SHORT EXERCISE →
Reproduce the material below word for word, line by line, without changing anything.
═══ THE INPUT
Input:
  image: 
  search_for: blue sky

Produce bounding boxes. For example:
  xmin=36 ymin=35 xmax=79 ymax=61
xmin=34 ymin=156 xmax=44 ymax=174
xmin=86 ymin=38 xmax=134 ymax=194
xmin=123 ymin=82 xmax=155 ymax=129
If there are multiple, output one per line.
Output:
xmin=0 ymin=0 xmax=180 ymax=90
══════
REPLY TO THE EXERCISE →
Input:
  image: 
  search_for: blue sky

Produce bounding boxes. For example:
  xmin=36 ymin=35 xmax=79 ymax=61
xmin=34 ymin=156 xmax=44 ymax=174
xmin=86 ymin=38 xmax=134 ymax=194
xmin=123 ymin=82 xmax=155 ymax=129
If there are multiple, output one per line.
Output:
xmin=0 ymin=0 xmax=180 ymax=90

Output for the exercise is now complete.